● ESERCIZI DA SVOLGERE
A: Rispondi alle domande sul brano fornito:
(i) In quale periodo viviamo, secondo il brano?
(ii) Che cosa viene meno perché i figli non hanno fratelli e hanno pochissimi cugini?
(iii) Quale età è indicata come barriera per dare il primo device digitale ai figli?
B: Secondo il brano fornito, perché il figlio unico porta all'iperprotettività?

● BRANO FORNITO
Indubbiamente riflette i cambiamenti odierni. Innanzitutto, la riduzione del numero dei figli. Viviamo nel periodo del figlio unico il quale, più ancora che una persona, rappresenta un progetto sopra il quale c’è un investimento, anche grosso, che porta all’iperprotettività. Un’altra conseguenza dell’attuale piramide demografica è che questi figli non hanno fratelli, pochissimi cugini, quindi viene meno anche quella vigilanza reciproca tra coetanei. Oggi si cresce in maggiore solitudine ma in una piazza, quella virtuale, molto più ampia rispetto al cortile sotto casa.

Ieri ci struggevamo come genitori della dipendenza dei figli allo smartphone, al tablet. Oggi siamo noi a infilare loro un guinzaglio digitale. Rispecchia la maggiore difficoltà della missione dei genitori oggi?

Il ragionamento di molti genitori ideologicamente restii a dare al figlio piccolo un device elettronico ma che poi cedono, è la giustificazione: se gli attacco una piastrina elettronica, posso stargli vicino, seguire cosa fa…

Dieci anni è la barriera che, scrive nel suo libro, si è fissato per dare il primo device digitale ai figli. La pressione anche quella fuori dalla famiglia sarà forte. Che cosa scarteranno domani come regalo di compleanno?

● Dati di rilevamento oggetti
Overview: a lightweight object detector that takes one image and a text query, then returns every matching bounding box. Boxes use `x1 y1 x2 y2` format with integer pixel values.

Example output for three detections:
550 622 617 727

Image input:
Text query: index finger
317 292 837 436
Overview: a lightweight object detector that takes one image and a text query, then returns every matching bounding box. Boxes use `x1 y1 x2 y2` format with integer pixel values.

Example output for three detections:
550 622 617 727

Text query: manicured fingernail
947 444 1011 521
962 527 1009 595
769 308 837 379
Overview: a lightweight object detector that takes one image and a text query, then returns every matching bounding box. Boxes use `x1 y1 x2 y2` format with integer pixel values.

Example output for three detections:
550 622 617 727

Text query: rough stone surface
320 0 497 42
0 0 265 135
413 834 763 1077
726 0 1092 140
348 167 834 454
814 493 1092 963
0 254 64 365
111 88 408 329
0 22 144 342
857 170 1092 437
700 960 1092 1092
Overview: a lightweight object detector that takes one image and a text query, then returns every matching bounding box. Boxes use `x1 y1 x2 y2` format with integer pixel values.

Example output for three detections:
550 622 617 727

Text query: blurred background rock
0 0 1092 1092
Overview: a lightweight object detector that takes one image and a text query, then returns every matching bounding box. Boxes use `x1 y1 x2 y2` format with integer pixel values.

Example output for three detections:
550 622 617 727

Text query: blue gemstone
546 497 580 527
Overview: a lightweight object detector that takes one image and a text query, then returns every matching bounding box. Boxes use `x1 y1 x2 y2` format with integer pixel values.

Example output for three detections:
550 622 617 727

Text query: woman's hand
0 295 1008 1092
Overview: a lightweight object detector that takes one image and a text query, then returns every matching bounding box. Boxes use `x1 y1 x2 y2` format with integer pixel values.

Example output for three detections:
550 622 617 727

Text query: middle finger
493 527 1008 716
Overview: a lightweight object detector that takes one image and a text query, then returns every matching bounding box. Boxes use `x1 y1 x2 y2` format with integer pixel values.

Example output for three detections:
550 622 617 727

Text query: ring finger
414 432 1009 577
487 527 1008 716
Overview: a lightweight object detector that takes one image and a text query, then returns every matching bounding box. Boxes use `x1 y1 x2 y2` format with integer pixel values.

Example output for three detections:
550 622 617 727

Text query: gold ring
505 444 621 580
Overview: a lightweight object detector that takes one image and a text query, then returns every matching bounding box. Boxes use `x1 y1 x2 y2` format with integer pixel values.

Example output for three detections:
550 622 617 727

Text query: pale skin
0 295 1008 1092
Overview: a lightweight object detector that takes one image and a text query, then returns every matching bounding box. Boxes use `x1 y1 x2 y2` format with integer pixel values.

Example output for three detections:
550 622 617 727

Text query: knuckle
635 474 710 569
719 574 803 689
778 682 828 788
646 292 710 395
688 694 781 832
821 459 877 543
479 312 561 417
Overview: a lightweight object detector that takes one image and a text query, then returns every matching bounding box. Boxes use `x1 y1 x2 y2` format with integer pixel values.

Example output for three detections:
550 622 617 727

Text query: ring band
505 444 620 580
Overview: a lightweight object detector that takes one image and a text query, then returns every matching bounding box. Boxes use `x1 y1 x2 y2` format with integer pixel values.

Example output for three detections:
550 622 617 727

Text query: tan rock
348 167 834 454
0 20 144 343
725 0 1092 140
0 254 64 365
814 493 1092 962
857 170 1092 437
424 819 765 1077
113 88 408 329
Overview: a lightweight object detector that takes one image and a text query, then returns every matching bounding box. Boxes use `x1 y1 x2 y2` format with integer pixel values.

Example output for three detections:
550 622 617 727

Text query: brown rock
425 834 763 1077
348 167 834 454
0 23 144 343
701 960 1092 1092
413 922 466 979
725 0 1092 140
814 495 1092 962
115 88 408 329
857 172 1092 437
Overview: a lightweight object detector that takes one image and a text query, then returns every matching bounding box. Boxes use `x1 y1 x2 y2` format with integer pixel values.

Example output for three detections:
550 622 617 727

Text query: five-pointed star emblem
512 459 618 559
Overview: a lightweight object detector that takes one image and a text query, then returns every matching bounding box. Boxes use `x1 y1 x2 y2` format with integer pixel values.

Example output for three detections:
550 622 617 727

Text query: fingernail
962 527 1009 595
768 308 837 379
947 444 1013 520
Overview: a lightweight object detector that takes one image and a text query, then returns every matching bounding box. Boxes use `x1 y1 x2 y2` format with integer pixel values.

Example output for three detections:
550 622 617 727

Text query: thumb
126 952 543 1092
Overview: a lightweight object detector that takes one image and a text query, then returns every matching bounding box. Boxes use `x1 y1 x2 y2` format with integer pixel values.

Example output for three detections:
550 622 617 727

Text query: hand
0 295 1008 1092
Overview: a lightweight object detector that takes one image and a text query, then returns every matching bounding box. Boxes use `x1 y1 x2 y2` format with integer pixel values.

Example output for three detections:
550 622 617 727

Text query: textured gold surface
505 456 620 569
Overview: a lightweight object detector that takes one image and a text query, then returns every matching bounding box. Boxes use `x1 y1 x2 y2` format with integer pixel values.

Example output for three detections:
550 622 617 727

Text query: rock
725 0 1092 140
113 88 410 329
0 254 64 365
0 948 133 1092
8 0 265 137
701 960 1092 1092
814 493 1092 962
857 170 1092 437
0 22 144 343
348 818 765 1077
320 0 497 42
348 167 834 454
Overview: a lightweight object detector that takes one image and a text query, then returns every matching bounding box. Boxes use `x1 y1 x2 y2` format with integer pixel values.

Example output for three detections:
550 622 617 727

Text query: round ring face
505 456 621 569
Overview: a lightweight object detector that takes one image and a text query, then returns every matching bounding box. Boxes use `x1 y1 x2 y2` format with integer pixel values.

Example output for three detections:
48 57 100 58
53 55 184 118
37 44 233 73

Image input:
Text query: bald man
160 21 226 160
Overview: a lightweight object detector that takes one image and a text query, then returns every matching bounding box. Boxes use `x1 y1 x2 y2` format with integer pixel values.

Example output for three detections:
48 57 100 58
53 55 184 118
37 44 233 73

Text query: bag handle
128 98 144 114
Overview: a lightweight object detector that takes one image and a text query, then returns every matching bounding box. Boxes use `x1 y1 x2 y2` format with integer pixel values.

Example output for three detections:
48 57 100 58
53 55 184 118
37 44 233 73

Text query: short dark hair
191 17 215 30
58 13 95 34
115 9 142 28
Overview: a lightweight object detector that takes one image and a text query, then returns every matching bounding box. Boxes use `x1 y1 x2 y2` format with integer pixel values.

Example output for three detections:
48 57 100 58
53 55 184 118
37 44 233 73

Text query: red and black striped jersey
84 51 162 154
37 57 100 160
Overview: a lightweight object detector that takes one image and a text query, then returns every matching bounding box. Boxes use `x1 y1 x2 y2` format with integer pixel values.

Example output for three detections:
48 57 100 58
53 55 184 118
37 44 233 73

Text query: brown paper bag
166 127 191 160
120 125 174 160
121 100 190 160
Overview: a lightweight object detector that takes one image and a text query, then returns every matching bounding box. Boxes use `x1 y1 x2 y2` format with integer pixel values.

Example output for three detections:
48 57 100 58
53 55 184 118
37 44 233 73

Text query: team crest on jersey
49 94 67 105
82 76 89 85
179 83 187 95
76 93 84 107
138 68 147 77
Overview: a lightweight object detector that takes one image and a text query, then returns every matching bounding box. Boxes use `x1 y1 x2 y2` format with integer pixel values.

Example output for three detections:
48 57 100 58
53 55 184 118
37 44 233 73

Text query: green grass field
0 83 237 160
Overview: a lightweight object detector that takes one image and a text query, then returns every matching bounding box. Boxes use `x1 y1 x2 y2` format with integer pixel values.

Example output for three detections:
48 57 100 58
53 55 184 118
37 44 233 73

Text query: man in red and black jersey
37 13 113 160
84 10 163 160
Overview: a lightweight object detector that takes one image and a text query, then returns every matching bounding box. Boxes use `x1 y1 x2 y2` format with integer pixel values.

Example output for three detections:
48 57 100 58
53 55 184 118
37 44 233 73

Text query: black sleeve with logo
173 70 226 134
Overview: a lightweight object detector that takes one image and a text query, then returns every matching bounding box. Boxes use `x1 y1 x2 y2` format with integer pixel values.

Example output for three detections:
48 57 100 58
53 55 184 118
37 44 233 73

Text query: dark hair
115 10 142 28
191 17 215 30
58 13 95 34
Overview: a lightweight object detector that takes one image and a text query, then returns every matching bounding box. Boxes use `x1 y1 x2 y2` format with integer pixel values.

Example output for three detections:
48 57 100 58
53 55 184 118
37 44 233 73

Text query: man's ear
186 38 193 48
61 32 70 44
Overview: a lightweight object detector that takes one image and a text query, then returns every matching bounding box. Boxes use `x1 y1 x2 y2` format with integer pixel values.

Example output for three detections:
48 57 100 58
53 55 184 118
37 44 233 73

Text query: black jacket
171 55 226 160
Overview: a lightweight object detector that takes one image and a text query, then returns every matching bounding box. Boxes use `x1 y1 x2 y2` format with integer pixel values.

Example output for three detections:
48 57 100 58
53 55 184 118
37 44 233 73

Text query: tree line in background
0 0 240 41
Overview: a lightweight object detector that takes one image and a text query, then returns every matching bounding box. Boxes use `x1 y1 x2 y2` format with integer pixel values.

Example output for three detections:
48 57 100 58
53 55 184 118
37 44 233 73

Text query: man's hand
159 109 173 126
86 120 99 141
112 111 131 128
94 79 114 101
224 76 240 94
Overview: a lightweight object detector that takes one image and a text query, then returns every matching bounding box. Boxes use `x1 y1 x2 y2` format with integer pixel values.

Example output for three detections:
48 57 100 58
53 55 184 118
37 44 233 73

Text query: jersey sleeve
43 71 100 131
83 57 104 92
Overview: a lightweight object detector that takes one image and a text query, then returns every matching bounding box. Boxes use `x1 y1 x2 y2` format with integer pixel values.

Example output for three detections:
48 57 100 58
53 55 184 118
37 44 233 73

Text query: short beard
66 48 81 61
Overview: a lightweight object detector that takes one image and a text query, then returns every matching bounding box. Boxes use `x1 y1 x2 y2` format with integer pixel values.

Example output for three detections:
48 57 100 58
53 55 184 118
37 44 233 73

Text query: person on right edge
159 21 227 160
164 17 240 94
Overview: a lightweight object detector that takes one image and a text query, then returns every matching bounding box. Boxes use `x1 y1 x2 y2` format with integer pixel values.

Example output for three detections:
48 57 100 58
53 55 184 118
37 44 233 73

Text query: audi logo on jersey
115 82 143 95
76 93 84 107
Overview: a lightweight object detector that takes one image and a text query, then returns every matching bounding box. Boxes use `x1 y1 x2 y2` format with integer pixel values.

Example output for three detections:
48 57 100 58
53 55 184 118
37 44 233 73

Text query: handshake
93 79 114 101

● SOLUZIONI
A:
(i) Nel periodo del figlio unico.
(ii) La vigilanza reciproca tra coetanei.
(iii) Dieci anni.

B: Perché il figlio unico, più ancora che una persona, rappresenta un progetto su cui si fa un investimento, anche grosso. Questo investimento porta all'iperprotettività.